(Selected excerpt)

In a departure from the traditional admissions process for medical schools in the United States, the Stanford School of Medicine has just completed its first year using the Multiple Mini Interview (MMI) process–a method that splits the traditional hour-long interview into several smaller ones–to assess its candidates.
The MMI framework, used by 13 medical schools in Canada and championed by McMaster University in Hamilton, Ontario, aims to innovatively rework the interview process.
“While our first commitment is to educate outstanding physicians, we have the unique mission of seeking individuals who also will be leaders and who will seek to transform medicine over the years and decades of the future,” School of Medicine Dean Dr. Philip Pizzo wrote in an email to The Daily. “We also want students who will combine excellence in science and critical thinking with compassion, sensitivity and humanism.”
While, traditional, hour-long medical school interviews occur with a faculty member or current student and include a discussion of both the candidate’s qualifications and his or her questions about the institution, MMIs offer eight- to 10-minute conversations with several different interviewers.

(End Selected excerpt)
(Given records)

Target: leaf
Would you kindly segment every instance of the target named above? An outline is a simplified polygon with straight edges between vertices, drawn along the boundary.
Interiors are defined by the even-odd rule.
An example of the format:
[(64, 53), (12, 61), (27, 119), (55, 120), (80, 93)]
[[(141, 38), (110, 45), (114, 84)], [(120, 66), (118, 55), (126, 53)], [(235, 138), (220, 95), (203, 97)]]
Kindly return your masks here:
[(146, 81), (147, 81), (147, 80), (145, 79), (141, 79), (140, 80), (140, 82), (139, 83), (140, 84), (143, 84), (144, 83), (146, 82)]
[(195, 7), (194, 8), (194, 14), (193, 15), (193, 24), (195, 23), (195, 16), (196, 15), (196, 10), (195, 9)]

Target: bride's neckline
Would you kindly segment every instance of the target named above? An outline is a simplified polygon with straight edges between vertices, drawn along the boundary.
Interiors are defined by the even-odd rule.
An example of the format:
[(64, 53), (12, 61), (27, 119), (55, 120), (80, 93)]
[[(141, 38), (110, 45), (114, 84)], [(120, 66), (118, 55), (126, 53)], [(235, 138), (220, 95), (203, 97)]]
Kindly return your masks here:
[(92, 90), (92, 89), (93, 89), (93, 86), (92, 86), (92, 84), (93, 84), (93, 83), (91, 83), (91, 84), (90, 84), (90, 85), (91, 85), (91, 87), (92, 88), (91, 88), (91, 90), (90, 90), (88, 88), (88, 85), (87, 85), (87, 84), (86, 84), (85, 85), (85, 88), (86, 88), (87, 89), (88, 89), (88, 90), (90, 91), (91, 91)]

(End Given records)

# Task brief
In the passage on Stanford's medical school interviews, rewrite the part that opens with the words "In a departure" and closes with "assess its candidates.", changing "candidates" to "applicants".

# Response
In a departure from the traditional admissions process for medical schools in the United States, the Stanford School of Medicine has just completed its first year using the Multiple Mini Interview (MMI) process–a method that splits the traditional hour-long interview into several smaller ones–to assess its applicants.